■ **Problems and tasks**:
1. Answer these questions from the Datta Meghe profile:
(a) Who preceded him as Lok Sabha member for Nagpur?
(b) In which village was he born?
(c) Which party was he affiliated with from 2000 to 2008?
2. Write the next part of the Datta Meghe profile, picking up after its final line.

■ **Document extract**:
..........

Member of Maharashtra Legislative Council
- In office (1978–1984), (1984–1990), (1990–1991), (2000 – 2002)
- Constituency: Elected by MLAs

Member of Parliament, Lok Sabha
- In office 1991–1996
- Preceded by: Banwarilal Purohit
- Succeeded by: Banwarilal Purohit
- Constituency: Nagpur, Maharashtra
- In office 1996–1998
- Preceded by: Tejsingharao Laxmanrao Bhosale
- Succeeded by: Rani Chitralekha Bhonsle
- Constituency: Ramtek, Maharashtra
- In office 1998–1999
- Preceded by: Vijay Mude
- Succeeded by: Prabha Rau
- Constituency: Wardha, Maharashtra
- In office 2009–2014
- Preceded by: Suresh Ganapat Wagmare
- Succeeded by: Ramdas Tadas
- Constituency: Wardha, Maharashtra

Member of Parliament, Rajya Sabha
- In office 3 April 2002 – 2 April 2008
- Constituency: Maharashtra

Leader of Opposition Maharashtra Legislative Council
- In office 7 September 1982 – 16 November 1984
- Chief Minister: Babasaheb Bhosale Vasantdada Patil
- Preceded by: G P Pradhan
- Succeeded by: Devidas Karale

Personal details
- Born: Dattatraya Raghobaji Meghe 11 November 1936 Pavnar, Wardha district, Central Provinces and Berar, British India
- Died: 22 March 2026 (aged 89) Nagpur, Maharashtra, India
- Party: Bharatiya Janata Party (2014–2026);
- Other political affiliations: Indian National Congress (2009–2014), (before 2000); Nationalist Congress Party (2000–2008);
- Spouse: Shalinitai Meghe (m. 1962);
- Children: Mla Sameer Meghe, Ex-Mlc Sagar Meghe, Arjun Meghe
- Education: B.A. 1963 Nagpur University

= Datta Meghe =

Indian politician (1936–2026)

..........

Natural-language object grounding data:
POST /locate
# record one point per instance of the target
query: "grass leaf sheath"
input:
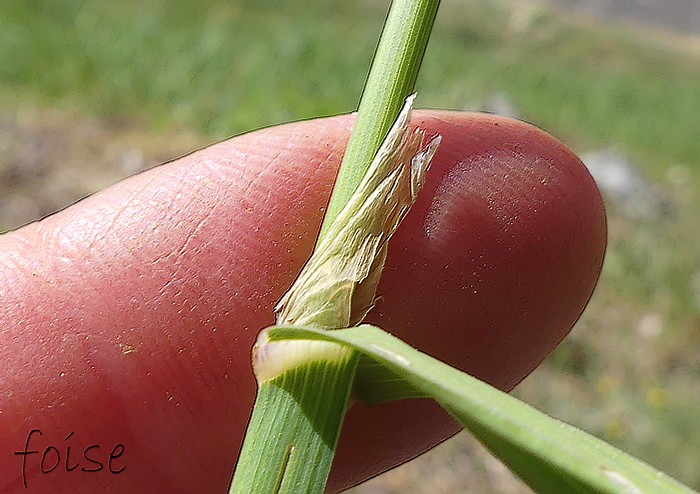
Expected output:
(300, 407)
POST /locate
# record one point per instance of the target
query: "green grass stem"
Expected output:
(299, 414)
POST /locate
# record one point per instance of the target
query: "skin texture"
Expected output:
(128, 318)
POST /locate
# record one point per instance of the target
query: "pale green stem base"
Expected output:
(303, 410)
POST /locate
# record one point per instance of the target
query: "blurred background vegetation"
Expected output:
(93, 91)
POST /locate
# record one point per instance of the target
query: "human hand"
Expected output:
(126, 320)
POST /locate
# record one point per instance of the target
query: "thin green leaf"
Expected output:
(549, 455)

..........

■ **Answers to the exercises**:
1.
(a) Banwarilal Purohit
(b) Pavnar
(c) Nationalist Congress Party

2.
 Dattatraya Raghobaji Meghe (11 November 1936 – 22 March 2026) was an Indian politician and a leader of Bharatiya Janata Party and before he was senior Member of the Indian National Congress. He was elected to Lok Sabha as a member of the Congress Party four times in Maharashtra state.

Meghe was a member of the Rajya Sabha, the upper house of the Indian Parliament, representing Maharashtra, from April 2002 to 2008.

He was a member of the Legislative Council of Maharashtra from April 1978 to June 1991 three times and also during 2001–April 2002.

==The Meghe Group==
Apart from politics, Meghe was associated with the Meghe Group, which operates educational and healthcare institutions in Maharashtra. The group operates the School of Scholars network of CBSE schools and the Datta Meghe Institute of Higher Education and Research, as well as medical and engineering colleges, hospitals and other businesses.

He also was the President of Yeshwantrao Chavan College of Engineering (YCCE), situated in Wanadongri, Hingna SubDivision, Nagpur.

==Death==
Meghe died on 22 March 2026, at the age of 89.